▶ [Exercise instructions]
From the listing below, put the lines running from the one containing "</instance>" through the one containing "positive clicks: (382, 1053)", inclusive, into a JSON list of strings, one string per line and no blank lines.

==== Records for this task

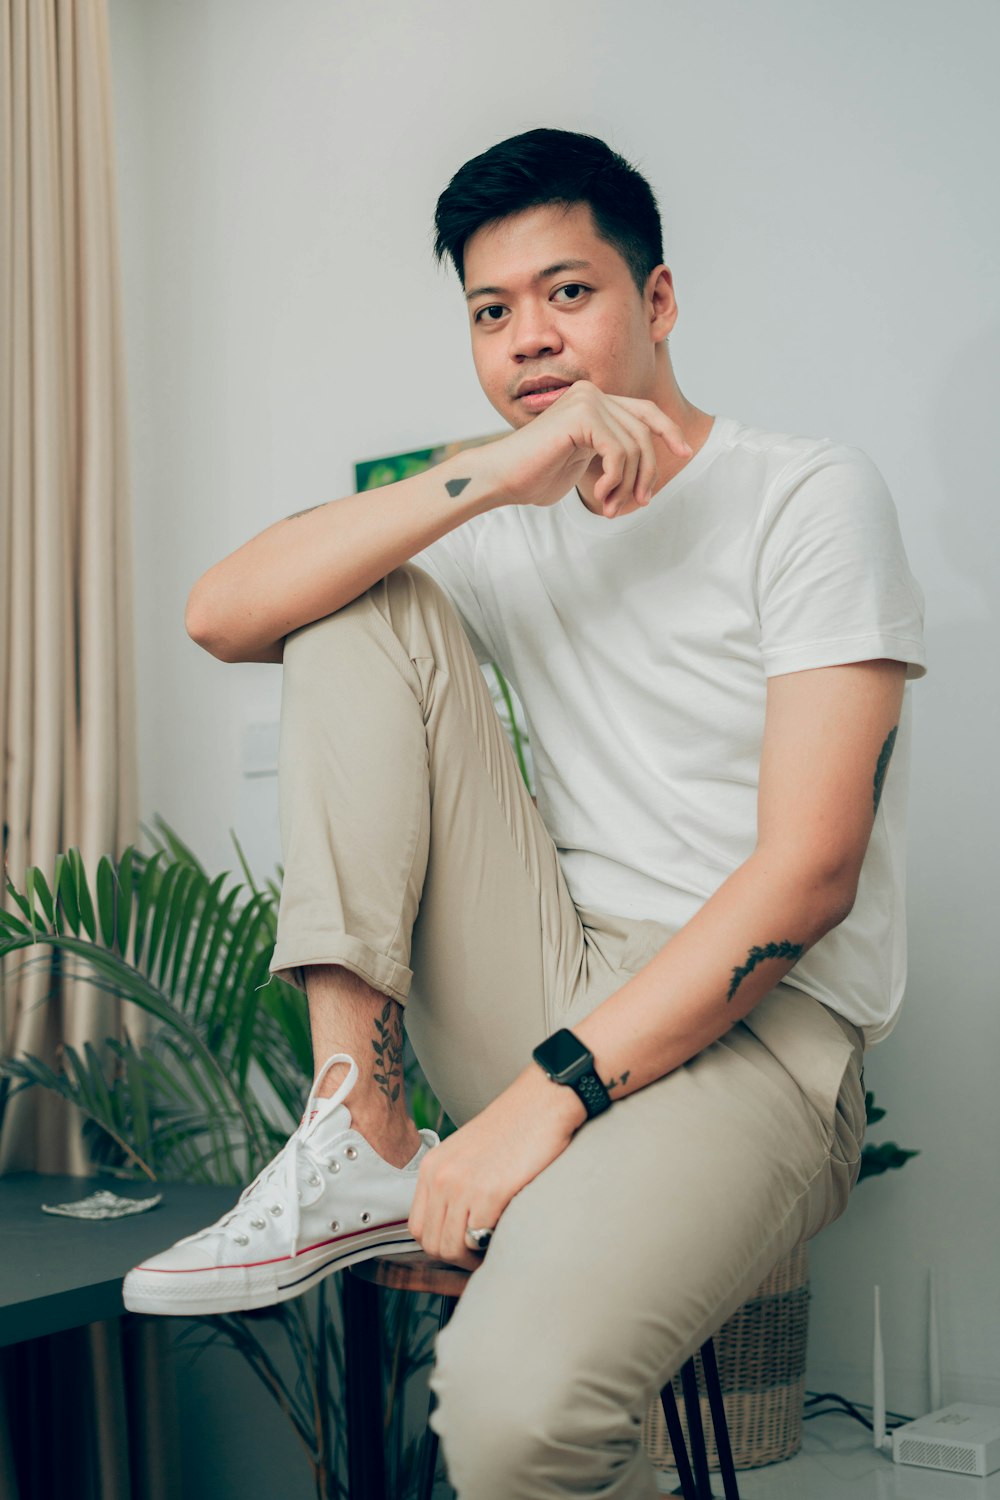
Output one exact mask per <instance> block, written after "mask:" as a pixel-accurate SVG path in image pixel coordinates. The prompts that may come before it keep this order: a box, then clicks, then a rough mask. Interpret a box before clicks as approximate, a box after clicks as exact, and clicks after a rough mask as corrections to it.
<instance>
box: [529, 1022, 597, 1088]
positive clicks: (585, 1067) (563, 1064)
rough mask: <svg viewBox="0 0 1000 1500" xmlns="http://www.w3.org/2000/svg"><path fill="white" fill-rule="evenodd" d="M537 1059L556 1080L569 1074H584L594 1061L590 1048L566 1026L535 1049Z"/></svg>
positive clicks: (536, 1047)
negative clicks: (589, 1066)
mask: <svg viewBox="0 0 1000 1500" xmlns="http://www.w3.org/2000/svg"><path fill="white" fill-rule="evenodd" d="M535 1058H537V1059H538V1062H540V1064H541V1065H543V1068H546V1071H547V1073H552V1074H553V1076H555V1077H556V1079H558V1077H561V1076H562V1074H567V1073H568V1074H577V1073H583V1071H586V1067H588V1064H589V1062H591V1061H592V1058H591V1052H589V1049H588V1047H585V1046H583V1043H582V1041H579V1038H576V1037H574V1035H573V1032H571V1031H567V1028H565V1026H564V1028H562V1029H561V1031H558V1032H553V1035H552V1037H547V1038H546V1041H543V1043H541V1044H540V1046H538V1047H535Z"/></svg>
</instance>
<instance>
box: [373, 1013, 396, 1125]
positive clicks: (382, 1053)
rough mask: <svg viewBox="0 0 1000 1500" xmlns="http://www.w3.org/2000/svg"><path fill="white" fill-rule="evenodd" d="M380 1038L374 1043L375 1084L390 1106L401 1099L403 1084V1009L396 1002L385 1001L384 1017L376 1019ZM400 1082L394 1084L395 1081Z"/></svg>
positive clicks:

========

▶ [Solution for this problem]
[
  "</instance>",
  "<instance>",
  "box: [373, 1013, 396, 1125]",
  "positive clicks: (382, 1053)"
]